> **Input records**:
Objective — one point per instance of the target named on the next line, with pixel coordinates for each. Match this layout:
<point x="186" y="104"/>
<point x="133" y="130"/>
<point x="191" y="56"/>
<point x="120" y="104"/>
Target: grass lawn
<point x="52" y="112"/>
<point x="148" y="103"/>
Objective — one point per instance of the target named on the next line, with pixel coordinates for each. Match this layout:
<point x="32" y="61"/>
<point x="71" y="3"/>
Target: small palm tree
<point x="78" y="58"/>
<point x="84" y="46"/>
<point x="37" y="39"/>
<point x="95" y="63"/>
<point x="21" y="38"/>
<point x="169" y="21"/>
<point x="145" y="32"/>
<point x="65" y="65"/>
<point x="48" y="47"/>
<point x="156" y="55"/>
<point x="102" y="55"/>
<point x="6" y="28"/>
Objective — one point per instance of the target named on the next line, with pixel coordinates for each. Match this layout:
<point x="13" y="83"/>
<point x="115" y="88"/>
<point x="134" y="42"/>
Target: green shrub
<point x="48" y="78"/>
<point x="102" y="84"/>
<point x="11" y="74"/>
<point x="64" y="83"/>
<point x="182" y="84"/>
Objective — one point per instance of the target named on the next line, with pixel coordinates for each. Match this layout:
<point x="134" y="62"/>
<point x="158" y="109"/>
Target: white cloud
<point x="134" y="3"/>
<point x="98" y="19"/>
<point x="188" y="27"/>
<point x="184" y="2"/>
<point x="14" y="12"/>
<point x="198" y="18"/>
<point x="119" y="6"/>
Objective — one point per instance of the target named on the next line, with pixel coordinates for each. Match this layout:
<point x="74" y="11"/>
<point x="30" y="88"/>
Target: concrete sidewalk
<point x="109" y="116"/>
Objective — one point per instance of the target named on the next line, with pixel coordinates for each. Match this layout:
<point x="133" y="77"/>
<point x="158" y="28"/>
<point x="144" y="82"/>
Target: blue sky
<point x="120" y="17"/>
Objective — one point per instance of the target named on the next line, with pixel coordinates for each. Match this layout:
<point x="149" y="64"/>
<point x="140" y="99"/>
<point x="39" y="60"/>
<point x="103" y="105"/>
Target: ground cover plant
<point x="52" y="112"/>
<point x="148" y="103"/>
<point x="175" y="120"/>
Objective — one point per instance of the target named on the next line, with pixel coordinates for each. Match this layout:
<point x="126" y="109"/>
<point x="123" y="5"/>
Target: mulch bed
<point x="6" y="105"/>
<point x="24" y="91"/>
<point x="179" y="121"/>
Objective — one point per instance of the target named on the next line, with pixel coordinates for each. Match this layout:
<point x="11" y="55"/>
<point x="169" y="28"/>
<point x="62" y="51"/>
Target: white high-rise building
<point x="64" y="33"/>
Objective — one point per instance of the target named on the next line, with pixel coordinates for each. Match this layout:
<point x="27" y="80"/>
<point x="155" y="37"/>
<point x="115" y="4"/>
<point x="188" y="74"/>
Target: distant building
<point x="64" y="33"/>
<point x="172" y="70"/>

> **Exercise brief**:
Every entry is to be printed exactly as given.

> **Output of the exercise**:
Objective — one point per instance of the target named on the next line, with pixel coordinates for each. Match this layout:
<point x="186" y="104"/>
<point x="133" y="130"/>
<point x="191" y="56"/>
<point x="120" y="104"/>
Target: grass lawn
<point x="52" y="112"/>
<point x="148" y="103"/>
Objective — one point per instance of the target named on the next line, with pixel coordinates for each. Match this layout:
<point x="32" y="61"/>
<point x="71" y="3"/>
Target: small palm tree
<point x="78" y="58"/>
<point x="84" y="46"/>
<point x="37" y="39"/>
<point x="95" y="63"/>
<point x="21" y="38"/>
<point x="169" y="21"/>
<point x="145" y="32"/>
<point x="65" y="65"/>
<point x="48" y="47"/>
<point x="156" y="55"/>
<point x="102" y="55"/>
<point x="6" y="28"/>
Objective — one point per instance of the target named on the next line, with pixel coordinates for each. Match this layout:
<point x="13" y="83"/>
<point x="115" y="88"/>
<point x="134" y="42"/>
Target: green shrub
<point x="48" y="78"/>
<point x="102" y="84"/>
<point x="11" y="74"/>
<point x="64" y="83"/>
<point x="182" y="84"/>
Objective — one point per instance of the target named on the next line, with pixel coordinates for each. Match this layout:
<point x="134" y="62"/>
<point x="158" y="109"/>
Target: white cloud
<point x="134" y="3"/>
<point x="98" y="19"/>
<point x="188" y="27"/>
<point x="184" y="2"/>
<point x="14" y="12"/>
<point x="198" y="18"/>
<point x="119" y="6"/>
Objective — one point per instance of the target named on the next line, with pixel coordinates for each. Match this layout:
<point x="74" y="11"/>
<point x="30" y="88"/>
Target: concrete sidewalk
<point x="109" y="116"/>
Objective — one point per instance of the target named on the next line, with pixel coordinates for each. Match this layout:
<point x="133" y="77"/>
<point x="158" y="28"/>
<point x="144" y="82"/>
Target: blue sky
<point x="120" y="17"/>
Objective — one point per instance of the target named on the next line, with pixel coordinates for each. Match this layout:
<point x="149" y="64"/>
<point x="140" y="99"/>
<point x="39" y="60"/>
<point x="103" y="105"/>
Target: ground cover plant
<point x="52" y="112"/>
<point x="148" y="103"/>
<point x="175" y="120"/>
Objective — one point per instance of the target named on the next line, with pixel coordinates for each. Match this layout:
<point x="126" y="109"/>
<point x="123" y="5"/>
Target: mulch bed
<point x="6" y="105"/>
<point x="24" y="91"/>
<point x="179" y="121"/>
Objective — one point per instance of the target named on the next line, with pixel coordinates for each. Match this layout:
<point x="11" y="55"/>
<point x="169" y="28"/>
<point x="62" y="51"/>
Target: white high-rise building
<point x="64" y="33"/>
Objective — one point per instance of the target named on the next line, with pixel coordinates for each. Match this layout:
<point x="27" y="80"/>
<point x="155" y="37"/>
<point x="115" y="4"/>
<point x="188" y="74"/>
Target: distant building
<point x="64" y="33"/>
<point x="172" y="70"/>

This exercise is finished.